- [WHAT IS NEEDED] Write out each line of the listing as it stands, without the images.

————

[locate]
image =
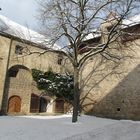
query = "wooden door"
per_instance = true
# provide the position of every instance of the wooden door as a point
(34, 104)
(14, 104)
(59, 106)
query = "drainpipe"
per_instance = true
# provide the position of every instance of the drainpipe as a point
(5, 91)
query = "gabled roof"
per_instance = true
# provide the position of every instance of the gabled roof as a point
(12, 28)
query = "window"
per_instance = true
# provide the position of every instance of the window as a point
(13, 72)
(18, 50)
(59, 61)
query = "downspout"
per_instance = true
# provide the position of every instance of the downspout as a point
(5, 91)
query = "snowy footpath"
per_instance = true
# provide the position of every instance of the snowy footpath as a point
(61, 128)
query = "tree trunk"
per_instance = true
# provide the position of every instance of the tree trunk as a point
(76, 95)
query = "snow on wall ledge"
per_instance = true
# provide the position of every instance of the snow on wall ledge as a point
(10, 27)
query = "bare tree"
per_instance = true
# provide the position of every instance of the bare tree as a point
(71, 22)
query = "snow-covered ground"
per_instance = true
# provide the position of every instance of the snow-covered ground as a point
(61, 128)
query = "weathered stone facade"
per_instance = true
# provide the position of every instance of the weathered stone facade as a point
(16, 83)
(109, 92)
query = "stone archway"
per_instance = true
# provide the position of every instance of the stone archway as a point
(14, 104)
(59, 105)
(18, 82)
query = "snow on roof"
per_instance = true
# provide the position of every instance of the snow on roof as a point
(10, 27)
(125, 24)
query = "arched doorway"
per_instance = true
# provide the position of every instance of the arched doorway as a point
(34, 103)
(14, 104)
(59, 105)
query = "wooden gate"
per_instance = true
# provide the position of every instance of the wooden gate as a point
(14, 104)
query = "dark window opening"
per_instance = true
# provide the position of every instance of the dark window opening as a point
(18, 49)
(13, 73)
(118, 109)
(59, 61)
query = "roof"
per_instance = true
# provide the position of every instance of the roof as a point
(135, 20)
(12, 28)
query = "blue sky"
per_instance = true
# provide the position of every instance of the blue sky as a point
(21, 11)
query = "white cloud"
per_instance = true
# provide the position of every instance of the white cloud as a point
(21, 11)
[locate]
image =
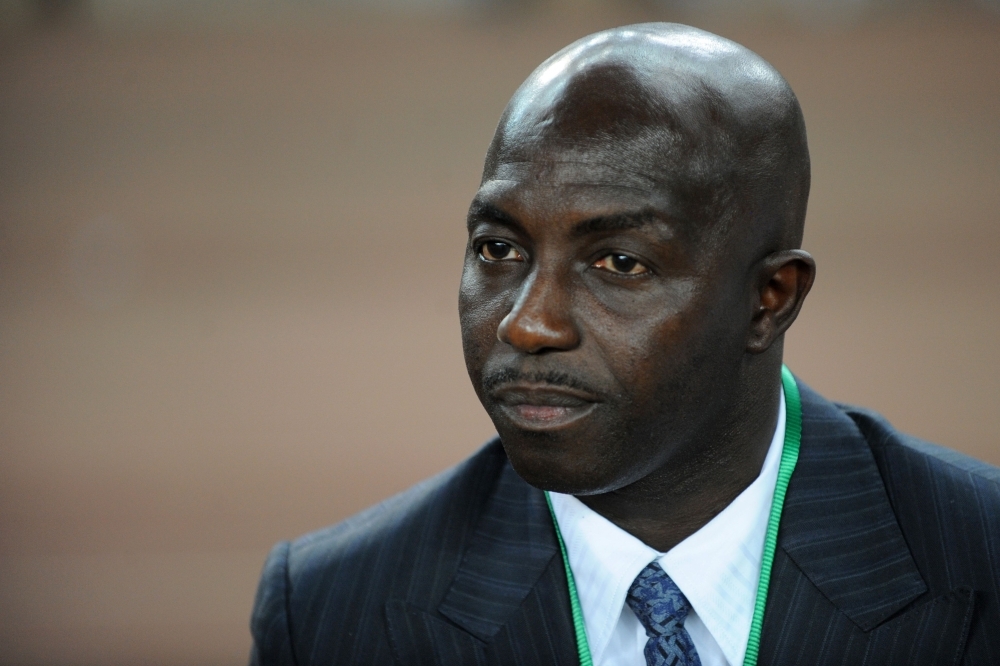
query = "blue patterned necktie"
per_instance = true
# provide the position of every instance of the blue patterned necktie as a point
(661, 607)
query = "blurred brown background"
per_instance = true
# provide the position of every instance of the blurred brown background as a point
(230, 240)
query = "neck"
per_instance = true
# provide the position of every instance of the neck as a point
(696, 483)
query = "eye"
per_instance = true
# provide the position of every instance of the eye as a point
(620, 263)
(499, 251)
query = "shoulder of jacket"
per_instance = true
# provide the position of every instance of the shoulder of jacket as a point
(938, 460)
(400, 523)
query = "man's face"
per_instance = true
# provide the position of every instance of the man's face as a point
(601, 324)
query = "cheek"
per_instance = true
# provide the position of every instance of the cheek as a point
(644, 336)
(481, 308)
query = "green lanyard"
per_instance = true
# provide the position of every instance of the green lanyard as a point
(789, 456)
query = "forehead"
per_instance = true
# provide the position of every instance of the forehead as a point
(559, 180)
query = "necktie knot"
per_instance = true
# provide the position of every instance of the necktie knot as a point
(662, 608)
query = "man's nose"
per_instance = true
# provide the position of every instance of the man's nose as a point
(541, 319)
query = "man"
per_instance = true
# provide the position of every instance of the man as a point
(631, 269)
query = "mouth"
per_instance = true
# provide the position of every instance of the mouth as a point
(543, 407)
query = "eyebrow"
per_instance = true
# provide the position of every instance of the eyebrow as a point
(618, 222)
(637, 219)
(480, 210)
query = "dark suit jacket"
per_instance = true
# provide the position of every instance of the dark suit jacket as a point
(888, 553)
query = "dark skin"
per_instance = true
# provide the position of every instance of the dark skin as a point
(632, 267)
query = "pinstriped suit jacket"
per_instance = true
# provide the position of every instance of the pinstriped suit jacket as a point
(888, 553)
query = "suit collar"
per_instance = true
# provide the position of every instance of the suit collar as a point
(837, 524)
(511, 547)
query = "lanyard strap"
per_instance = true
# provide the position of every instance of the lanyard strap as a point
(789, 456)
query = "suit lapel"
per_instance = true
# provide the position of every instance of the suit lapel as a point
(843, 574)
(508, 601)
(510, 549)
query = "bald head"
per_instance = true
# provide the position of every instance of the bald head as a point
(705, 120)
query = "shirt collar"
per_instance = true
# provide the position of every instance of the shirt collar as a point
(717, 568)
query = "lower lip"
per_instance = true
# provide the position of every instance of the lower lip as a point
(545, 417)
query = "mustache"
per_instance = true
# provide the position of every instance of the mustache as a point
(552, 378)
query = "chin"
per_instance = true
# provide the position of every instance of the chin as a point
(548, 464)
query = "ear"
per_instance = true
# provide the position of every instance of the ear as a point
(783, 280)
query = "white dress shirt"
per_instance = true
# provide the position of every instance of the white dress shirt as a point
(717, 568)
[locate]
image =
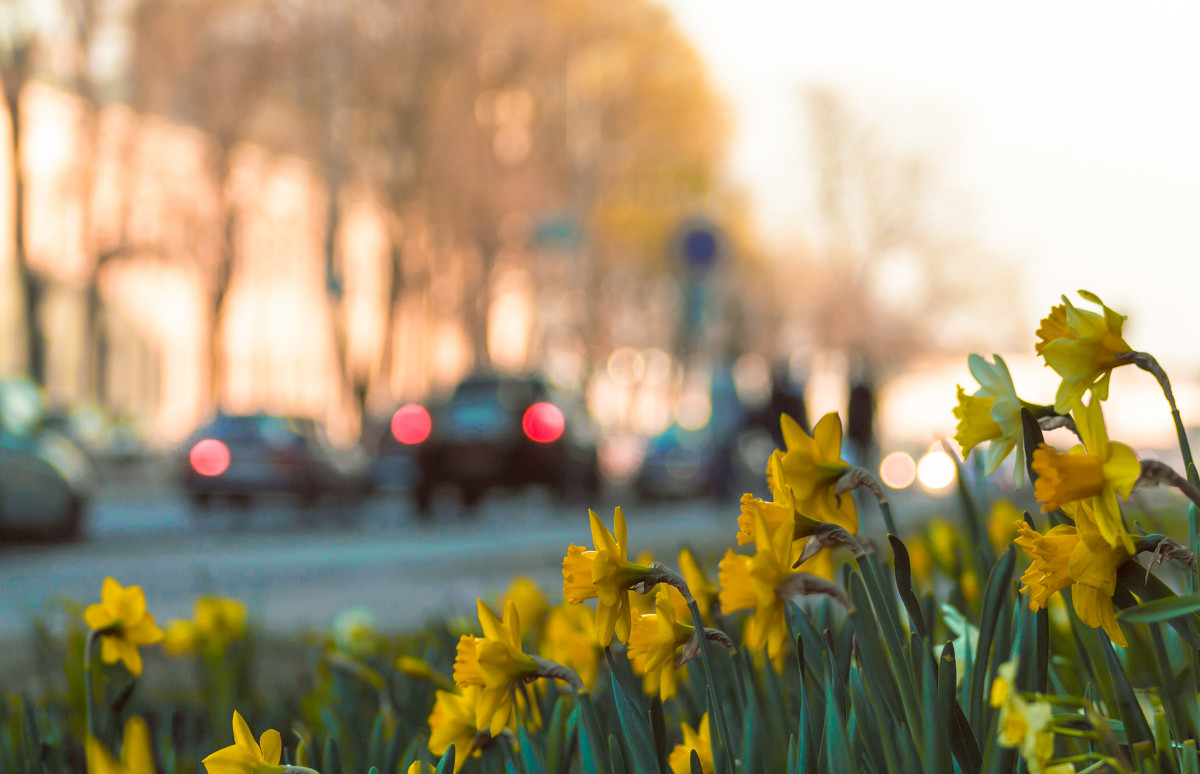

————

- [EXERCISE OUTPUT]
[locate]
image =
query = "wooden door"
per_instance = true
# provide the position of every instance of the wooden door as a point
(34, 104)
(14, 104)
(59, 106)
query = "drainpipe"
per_instance = true
# provide the position of every instance of the drainpipe as a point
(5, 91)
query = "gabled roof"
per_instance = true
# provide the position of every instance of the gabled roof as a point
(12, 28)
query = "window"
per_instance = true
# provide the position of every instance of the window as a point
(13, 72)
(18, 50)
(59, 61)
query = "downspout"
per_instance = true
# provide the position of every instance of the downspout as a point
(5, 91)
query = "snowy footpath"
per_instance = true
# provide the position of every instance of the snowy footpath as a point
(61, 128)
query = "tree trunk"
per_instance = true
# provide the position of every instance of the tree trunk as a point
(76, 95)
query = "snow on wall ledge"
per_instance = true
# provide the position of every instance of the snow on wall ledge as a point
(10, 27)
query = "bare tree"
per_instance = true
# provide the position of every instance of the bare tree as a point
(71, 22)
query = "snow-covered ground"
per_instance = true
# provide the position of every instance of the snow-covered ground as a point
(61, 128)
query = "weathered stone facade"
per_instance = true
# provide the position of every instance of the weathered stone facade as a point
(16, 83)
(109, 92)
query = "stone archway"
per_instance = true
# provide the position of every instance of the stone archway as a point
(14, 104)
(59, 105)
(18, 82)
query = "snow on roof"
per_instance = true
# provide the position of every instance of the snow on roof as a point
(10, 27)
(125, 24)
query = "arched doorway"
per_instance = true
# provide the position of every instance of the arched doorway as a point
(34, 103)
(14, 104)
(59, 105)
query = "wooden gate"
per_instance = true
# provide the position of every instance of the wooden gate as a point
(14, 104)
query = "dark window opening"
per_instance = true
# provide the position of every instance of the dark window opening as a point
(18, 49)
(13, 73)
(118, 109)
(59, 61)
query = "roof"
per_instance = true
# provide the position of every instance of the roof as a point
(135, 20)
(12, 28)
query = "blue sky"
per_instance = true
# provide the position of every instance of the blue sky as a point
(21, 11)
query = "white cloud"
per_instance = true
# provide the position of every instance of the white cloud as a point
(21, 11)
[locate]
image =
query = "blue patterned necktie"
per_instance = true
# provide the position of every instance of the blue patterned necktie as a point
(661, 607)
query = "blurred brown background"
per_instance = true
# provide the position of every instance of the blurred brown background as a point
(230, 240)
query = "neck"
per_instance = true
# provide the position of every instance of the neck as a point
(696, 483)
query = "eye"
per_instance = true
# provide the position of every instance of the eye as a point
(620, 263)
(499, 251)
query = "shoulder of jacket"
per_instance = true
# provide the position of every instance of the shoulder of jacket as a point
(938, 460)
(400, 523)
query = "man's face"
per_instance = true
# provide the position of every instance of the man's face as a point
(601, 324)
query = "cheek"
per_instance = true
# provide the position of every instance of the cheek as a point
(644, 336)
(481, 308)
query = "green lanyard"
per_instance = true
# provide the position of every instance of the green lanyard as a point
(789, 456)
query = "forehead"
per_instance = true
# provide the position of every instance of the forehead as a point
(559, 180)
query = "necktie knot"
per_instance = true
# provide the position of every instance of the necktie knot as a point
(662, 608)
query = "man's nose"
per_instance = true
# provide the position of every instance of the man's nose as a point
(541, 319)
query = "man"
per_instance = true
# provide the position of every instance of the man as a point
(631, 269)
query = "mouth"
per_instance = true
# provide the position of every instance of the mouth as a point
(543, 407)
query = "eyebrow"
per_instance = true
# provide the position of every instance of the eyebrow as a point
(618, 222)
(637, 219)
(480, 210)
query = "dark suit jacket"
per_instance = true
# provide the position of every instance of the dark suit jacket as a point
(888, 553)
query = "dark skin"
per_instance = true
# provide the position of every instance of the dark skin as a point
(632, 267)
query = "pinstriped suit jacket"
per_instance = true
# provide the position of every instance of the pinstriped suit jacket as a point
(888, 553)
query = "suit collar"
per_instance = true
# provide the position of every instance of the suit collar as a point
(837, 524)
(511, 547)
query = "lanyard strap"
per_instance = true
# provide the position of every instance of the lanyard strap as a point
(789, 456)
query = "suit lapel"
per_instance = true
# provide the position of every instance of the suit lapel as a point
(843, 574)
(508, 601)
(510, 549)
query = "bald head"
per_instance = true
# provide the position of every instance of the bald head as a point
(705, 120)
query = "shirt collar"
per_instance = true
# provide the position of every instance of the shirt collar as a point
(717, 568)
query = "lower lip"
per_instance = true
# provide the position of every instance of the lower lip as a point
(545, 417)
query = "mustache"
per_instance = true
# provide the position of every instance of the mustache as a point
(552, 378)
query = "chin"
per_instance = true
# provide the position of every instance of the chin as a point
(548, 464)
query = "ear"
per_instance = true
# provide the position of every instance of the ear as a point
(783, 280)
query = "white dress shirt"
per_instance = true
# provide the position of every instance of the white dress shirt as a point
(717, 568)
[locate]
image =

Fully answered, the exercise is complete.